» **PROBLEM**
Output all records exactly.

►

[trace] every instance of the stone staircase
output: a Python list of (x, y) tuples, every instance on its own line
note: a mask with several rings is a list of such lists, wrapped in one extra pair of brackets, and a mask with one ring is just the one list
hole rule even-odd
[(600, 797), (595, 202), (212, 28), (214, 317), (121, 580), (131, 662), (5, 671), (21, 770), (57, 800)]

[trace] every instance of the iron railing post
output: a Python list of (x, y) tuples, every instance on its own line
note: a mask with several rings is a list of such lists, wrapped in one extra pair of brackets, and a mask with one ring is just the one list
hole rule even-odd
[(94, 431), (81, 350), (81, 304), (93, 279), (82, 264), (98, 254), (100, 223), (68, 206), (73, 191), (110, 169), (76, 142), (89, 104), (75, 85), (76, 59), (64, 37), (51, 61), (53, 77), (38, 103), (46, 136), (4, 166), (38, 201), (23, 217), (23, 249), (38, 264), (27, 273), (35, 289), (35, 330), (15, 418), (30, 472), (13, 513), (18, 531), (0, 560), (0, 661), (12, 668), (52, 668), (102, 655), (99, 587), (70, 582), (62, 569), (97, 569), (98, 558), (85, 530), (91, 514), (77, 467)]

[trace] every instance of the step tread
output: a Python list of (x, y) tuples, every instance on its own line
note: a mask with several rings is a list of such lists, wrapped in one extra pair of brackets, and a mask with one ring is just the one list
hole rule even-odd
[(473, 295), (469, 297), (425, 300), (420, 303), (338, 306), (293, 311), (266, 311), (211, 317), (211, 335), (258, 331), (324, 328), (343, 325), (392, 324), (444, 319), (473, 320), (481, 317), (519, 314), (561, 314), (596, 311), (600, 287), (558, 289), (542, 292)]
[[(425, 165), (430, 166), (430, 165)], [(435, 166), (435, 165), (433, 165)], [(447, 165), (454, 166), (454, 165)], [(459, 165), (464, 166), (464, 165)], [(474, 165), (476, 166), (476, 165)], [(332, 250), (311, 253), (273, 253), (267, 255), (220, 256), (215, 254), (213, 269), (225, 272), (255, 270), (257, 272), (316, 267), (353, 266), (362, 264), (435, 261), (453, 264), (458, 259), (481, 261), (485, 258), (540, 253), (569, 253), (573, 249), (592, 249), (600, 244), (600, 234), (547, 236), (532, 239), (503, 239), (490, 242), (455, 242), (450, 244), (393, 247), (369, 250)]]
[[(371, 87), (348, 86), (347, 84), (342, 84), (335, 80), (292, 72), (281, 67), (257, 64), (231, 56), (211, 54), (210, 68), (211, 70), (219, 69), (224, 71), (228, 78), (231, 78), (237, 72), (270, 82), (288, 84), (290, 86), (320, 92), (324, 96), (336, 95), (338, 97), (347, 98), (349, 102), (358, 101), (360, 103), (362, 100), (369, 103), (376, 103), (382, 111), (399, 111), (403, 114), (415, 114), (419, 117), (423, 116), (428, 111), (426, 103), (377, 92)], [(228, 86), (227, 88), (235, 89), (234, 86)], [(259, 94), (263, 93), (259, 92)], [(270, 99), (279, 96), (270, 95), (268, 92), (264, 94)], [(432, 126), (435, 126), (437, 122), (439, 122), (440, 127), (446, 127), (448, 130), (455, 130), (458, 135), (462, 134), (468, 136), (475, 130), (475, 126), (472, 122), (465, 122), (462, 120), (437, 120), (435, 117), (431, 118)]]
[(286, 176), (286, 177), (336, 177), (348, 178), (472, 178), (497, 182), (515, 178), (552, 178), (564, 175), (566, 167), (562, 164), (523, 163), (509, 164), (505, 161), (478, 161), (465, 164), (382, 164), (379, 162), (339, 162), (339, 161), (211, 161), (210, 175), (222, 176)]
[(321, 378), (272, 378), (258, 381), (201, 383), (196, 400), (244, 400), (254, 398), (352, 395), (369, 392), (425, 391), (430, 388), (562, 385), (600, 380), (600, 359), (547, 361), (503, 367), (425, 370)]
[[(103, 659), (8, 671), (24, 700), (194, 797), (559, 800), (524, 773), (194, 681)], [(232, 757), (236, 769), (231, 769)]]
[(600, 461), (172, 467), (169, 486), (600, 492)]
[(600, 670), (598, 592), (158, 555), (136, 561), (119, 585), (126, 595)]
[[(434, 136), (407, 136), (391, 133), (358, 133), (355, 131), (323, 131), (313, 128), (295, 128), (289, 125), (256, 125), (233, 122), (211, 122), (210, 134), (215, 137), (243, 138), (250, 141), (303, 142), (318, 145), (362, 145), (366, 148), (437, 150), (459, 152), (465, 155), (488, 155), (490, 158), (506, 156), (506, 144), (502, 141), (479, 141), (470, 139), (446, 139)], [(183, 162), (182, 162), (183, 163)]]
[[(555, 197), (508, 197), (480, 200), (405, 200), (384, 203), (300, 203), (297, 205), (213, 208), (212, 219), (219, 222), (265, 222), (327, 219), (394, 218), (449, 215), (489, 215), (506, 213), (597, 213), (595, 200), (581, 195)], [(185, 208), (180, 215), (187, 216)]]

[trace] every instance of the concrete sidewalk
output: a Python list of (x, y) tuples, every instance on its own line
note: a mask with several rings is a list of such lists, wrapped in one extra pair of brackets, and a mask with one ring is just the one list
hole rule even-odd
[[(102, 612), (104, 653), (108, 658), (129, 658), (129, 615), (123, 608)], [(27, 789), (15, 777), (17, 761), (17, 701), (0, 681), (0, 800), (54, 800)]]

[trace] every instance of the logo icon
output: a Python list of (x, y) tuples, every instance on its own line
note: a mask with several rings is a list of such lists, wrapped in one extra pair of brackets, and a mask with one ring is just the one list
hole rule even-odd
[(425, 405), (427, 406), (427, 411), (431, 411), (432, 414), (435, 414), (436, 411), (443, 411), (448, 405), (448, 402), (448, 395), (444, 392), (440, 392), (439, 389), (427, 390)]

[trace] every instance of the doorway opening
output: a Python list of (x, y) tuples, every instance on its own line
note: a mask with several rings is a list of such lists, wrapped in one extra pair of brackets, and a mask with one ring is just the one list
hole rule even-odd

◄

» **OUTPUT BELOW**
[trace] every instance of the stone staircase
output: a Python list of (x, y) tuples, every instance on its own line
note: a mask with several rings is a list of such lists, wrapped in one extra pair of brackets, and a mask with one ring is just the one list
hole rule even-odd
[(600, 797), (595, 202), (212, 28), (214, 317), (121, 580), (131, 662), (5, 671), (21, 770), (57, 800)]

[trace] every instance of the iron railing post
output: a Python list of (x, y) tuples, every instance on its own line
note: a mask with several rings is a list of such lists, wrapped in one extra pair of brackets, and a mask with one ring is just the one list
hole rule even-odd
[(94, 431), (81, 350), (81, 304), (93, 279), (82, 264), (98, 254), (100, 223), (68, 206), (73, 191), (110, 169), (76, 142), (89, 104), (75, 85), (76, 59), (64, 37), (51, 61), (53, 77), (38, 103), (46, 136), (4, 166), (38, 201), (23, 217), (23, 249), (38, 264), (27, 273), (35, 289), (35, 330), (15, 418), (30, 472), (13, 513), (18, 531), (0, 560), (0, 661), (12, 668), (52, 668), (102, 655), (99, 587), (70, 582), (62, 569), (97, 569), (98, 558), (85, 530), (91, 514), (77, 467)]

[trace] every instance of the step tread
output: a Python list of (x, y) tuples, every instance on its own line
note: a mask with several rings is a list of such lists, wrapped in one extra pair of brackets, and a mask with one ring is just the one list
hole rule even-odd
[(473, 295), (469, 297), (425, 300), (420, 303), (338, 306), (293, 311), (266, 311), (211, 317), (211, 335), (258, 331), (324, 328), (343, 325), (392, 324), (444, 319), (473, 320), (481, 317), (519, 314), (561, 314), (596, 311), (600, 287), (558, 289), (542, 292)]
[[(425, 165), (430, 166), (430, 165)], [(435, 166), (435, 165), (433, 165)], [(447, 165), (454, 166), (454, 165)], [(459, 165), (464, 166), (464, 165)], [(474, 165), (476, 166), (476, 165)], [(332, 250), (311, 253), (273, 253), (267, 255), (220, 256), (215, 254), (213, 269), (225, 272), (255, 270), (257, 272), (316, 267), (353, 266), (362, 264), (435, 261), (453, 264), (458, 259), (481, 261), (485, 258), (540, 253), (569, 253), (573, 249), (592, 249), (600, 244), (600, 234), (547, 236), (532, 239), (503, 239), (490, 242), (455, 242), (450, 244), (393, 247), (369, 250)]]
[[(371, 87), (348, 86), (347, 84), (342, 84), (335, 80), (292, 72), (281, 67), (257, 64), (231, 56), (211, 54), (210, 68), (211, 70), (219, 69), (224, 71), (228, 78), (231, 78), (237, 72), (270, 82), (288, 84), (290, 86), (320, 92), (324, 96), (336, 95), (338, 97), (347, 98), (349, 102), (358, 101), (360, 103), (362, 100), (369, 103), (376, 103), (382, 111), (399, 111), (403, 114), (415, 114), (419, 117), (423, 116), (428, 111), (426, 103), (377, 92)], [(228, 86), (227, 88), (235, 89), (234, 86)], [(259, 94), (263, 93), (259, 92)], [(270, 99), (279, 96), (270, 95), (268, 92), (264, 94)], [(432, 126), (435, 126), (437, 122), (439, 122), (440, 127), (446, 127), (448, 130), (455, 130), (458, 135), (462, 134), (468, 136), (475, 130), (475, 126), (472, 122), (465, 122), (462, 120), (437, 120), (435, 117), (431, 118)]]
[(286, 176), (286, 177), (336, 177), (348, 178), (472, 178), (497, 182), (515, 178), (552, 178), (564, 175), (566, 167), (562, 164), (523, 163), (509, 164), (505, 161), (478, 161), (465, 164), (382, 164), (379, 162), (339, 162), (339, 161), (211, 161), (210, 175), (222, 176)]
[(321, 378), (272, 378), (258, 381), (201, 383), (196, 400), (244, 400), (254, 398), (352, 395), (369, 392), (425, 391), (430, 388), (562, 385), (600, 380), (600, 359), (547, 361), (503, 367), (425, 370)]
[[(103, 659), (8, 671), (24, 700), (194, 797), (559, 800), (524, 773), (194, 681)], [(232, 757), (236, 769), (231, 769)]]
[(600, 461), (172, 467), (169, 486), (600, 492)]
[(600, 670), (598, 592), (158, 555), (136, 561), (119, 585), (126, 595)]
[[(434, 136), (407, 136), (391, 133), (358, 133), (355, 131), (323, 131), (313, 128), (295, 128), (289, 125), (256, 125), (233, 122), (211, 122), (210, 134), (215, 137), (243, 138), (250, 141), (303, 142), (318, 145), (362, 145), (366, 148), (437, 150), (459, 152), (465, 155), (488, 155), (490, 158), (506, 156), (506, 144), (502, 141), (479, 141), (470, 139), (446, 139)], [(183, 162), (182, 162), (183, 163)]]
[[(555, 197), (508, 197), (480, 200), (405, 200), (384, 203), (300, 203), (297, 205), (213, 208), (212, 219), (219, 222), (265, 222), (327, 219), (394, 218), (449, 215), (489, 215), (506, 213), (597, 213), (595, 200), (581, 195)], [(185, 208), (180, 215), (187, 216)]]

[trace] every instance of the concrete sidewalk
output: a Python list of (x, y) tuples, every instance on its own line
note: a mask with several rings is a list of such lists, wrapped in one extra pair of brackets, and a mask with one ring is just the one list
hole rule even-odd
[[(102, 612), (104, 653), (108, 658), (129, 658), (129, 615), (123, 608)], [(27, 789), (15, 777), (17, 761), (17, 701), (0, 681), (0, 800), (54, 800)]]

[trace] every instance of the logo icon
output: a Python list of (x, y) tuples, every instance on its own line
note: a mask with several rings is a list of such lists, wrapped in one extra pair of brackets, and a mask with one ring is just the one list
hole rule even-odd
[(425, 405), (427, 406), (427, 411), (431, 411), (432, 414), (435, 414), (436, 411), (443, 411), (448, 405), (448, 402), (448, 395), (444, 392), (440, 392), (439, 389), (427, 390)]

[trace] every instance of the doorway opening
output: a Python list of (x, y) tuples, every instance on its own line
note: a mask with several rings is a list of such lists, wrapped in one extra pair of brackets, and a mask with one ring is just the one list
hole rule even-odd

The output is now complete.